──────── Dataset records ────────
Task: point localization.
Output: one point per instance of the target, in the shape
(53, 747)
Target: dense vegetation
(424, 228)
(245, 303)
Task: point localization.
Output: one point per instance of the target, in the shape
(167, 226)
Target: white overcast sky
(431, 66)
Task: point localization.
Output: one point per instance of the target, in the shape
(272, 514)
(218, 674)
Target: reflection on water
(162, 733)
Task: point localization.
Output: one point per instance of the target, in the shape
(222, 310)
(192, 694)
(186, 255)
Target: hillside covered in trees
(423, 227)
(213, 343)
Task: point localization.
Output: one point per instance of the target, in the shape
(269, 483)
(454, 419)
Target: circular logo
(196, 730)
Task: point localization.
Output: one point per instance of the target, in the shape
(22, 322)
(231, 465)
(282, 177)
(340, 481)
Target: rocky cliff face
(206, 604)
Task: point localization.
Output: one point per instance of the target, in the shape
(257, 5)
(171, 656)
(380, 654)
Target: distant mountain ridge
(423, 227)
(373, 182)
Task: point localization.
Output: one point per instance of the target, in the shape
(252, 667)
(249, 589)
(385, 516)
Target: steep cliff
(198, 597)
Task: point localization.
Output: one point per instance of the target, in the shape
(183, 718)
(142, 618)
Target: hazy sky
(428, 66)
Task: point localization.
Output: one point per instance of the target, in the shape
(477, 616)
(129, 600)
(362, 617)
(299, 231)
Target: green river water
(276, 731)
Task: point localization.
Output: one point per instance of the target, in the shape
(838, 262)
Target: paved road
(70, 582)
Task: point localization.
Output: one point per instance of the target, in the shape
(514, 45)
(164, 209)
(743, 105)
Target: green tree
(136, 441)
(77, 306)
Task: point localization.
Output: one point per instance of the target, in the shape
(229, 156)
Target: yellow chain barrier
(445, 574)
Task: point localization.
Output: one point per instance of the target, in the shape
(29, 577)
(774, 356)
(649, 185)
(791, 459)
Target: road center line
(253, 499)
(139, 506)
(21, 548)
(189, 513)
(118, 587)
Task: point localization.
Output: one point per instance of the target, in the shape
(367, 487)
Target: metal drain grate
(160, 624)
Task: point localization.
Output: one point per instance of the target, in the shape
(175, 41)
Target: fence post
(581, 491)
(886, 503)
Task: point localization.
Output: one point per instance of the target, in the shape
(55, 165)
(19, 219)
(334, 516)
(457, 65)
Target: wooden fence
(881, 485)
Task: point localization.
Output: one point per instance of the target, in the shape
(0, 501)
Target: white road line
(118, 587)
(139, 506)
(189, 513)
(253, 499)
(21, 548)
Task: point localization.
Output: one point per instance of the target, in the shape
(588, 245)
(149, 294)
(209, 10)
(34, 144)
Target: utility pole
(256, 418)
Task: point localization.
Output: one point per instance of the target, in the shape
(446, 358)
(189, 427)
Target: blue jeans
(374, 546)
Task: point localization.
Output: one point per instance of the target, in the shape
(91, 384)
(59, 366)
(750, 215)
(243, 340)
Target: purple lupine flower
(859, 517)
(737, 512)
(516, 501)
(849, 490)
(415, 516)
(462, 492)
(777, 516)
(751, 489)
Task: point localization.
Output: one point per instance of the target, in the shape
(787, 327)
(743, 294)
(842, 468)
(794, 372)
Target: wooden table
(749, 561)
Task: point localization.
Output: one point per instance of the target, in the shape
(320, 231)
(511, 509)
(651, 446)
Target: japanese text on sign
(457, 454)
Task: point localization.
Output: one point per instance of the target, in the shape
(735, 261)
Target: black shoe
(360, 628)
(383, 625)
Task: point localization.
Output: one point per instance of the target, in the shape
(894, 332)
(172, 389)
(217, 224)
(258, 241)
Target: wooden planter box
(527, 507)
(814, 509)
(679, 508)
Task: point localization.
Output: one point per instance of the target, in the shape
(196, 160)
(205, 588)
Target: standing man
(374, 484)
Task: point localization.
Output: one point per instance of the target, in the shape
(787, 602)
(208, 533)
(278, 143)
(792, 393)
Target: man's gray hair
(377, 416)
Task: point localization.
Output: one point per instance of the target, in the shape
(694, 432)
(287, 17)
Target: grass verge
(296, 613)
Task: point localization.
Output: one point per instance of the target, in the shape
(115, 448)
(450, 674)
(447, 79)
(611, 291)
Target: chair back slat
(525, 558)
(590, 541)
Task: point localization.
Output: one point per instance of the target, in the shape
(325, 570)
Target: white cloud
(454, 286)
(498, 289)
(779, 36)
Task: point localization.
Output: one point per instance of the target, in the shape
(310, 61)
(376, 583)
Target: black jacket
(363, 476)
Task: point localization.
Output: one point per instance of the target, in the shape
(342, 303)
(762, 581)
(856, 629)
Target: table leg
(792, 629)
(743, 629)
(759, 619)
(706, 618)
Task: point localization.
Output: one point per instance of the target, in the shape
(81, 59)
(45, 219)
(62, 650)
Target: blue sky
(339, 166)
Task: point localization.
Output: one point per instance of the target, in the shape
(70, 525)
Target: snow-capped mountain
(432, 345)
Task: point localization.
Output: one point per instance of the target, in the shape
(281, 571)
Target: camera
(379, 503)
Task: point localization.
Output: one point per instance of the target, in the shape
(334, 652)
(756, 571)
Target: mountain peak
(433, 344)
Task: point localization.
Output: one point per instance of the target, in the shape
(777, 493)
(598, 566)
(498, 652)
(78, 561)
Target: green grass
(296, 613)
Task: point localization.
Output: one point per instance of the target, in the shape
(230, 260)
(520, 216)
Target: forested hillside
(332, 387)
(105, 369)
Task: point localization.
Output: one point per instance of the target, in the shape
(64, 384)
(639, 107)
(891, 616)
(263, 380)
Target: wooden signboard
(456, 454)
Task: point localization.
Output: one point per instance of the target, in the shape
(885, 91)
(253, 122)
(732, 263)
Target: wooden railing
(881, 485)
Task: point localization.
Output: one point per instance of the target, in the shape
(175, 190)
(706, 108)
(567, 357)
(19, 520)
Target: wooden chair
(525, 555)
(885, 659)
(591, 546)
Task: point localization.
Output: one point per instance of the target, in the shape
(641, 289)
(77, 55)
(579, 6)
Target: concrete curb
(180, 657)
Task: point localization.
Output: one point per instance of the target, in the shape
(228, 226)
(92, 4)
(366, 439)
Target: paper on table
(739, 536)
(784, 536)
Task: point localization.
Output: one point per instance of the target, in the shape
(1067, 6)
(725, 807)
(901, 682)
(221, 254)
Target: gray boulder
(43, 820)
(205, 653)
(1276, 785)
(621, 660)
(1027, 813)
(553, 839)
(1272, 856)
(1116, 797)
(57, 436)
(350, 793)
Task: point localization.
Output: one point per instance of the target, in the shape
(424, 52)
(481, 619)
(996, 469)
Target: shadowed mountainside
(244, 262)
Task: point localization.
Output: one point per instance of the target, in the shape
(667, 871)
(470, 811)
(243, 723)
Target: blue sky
────────
Requirement – Pull out every line above that contains the word "green", and copy each one. Case counts.

Response to this exercise –
Target: green river water
Target: green tree
Target: green grass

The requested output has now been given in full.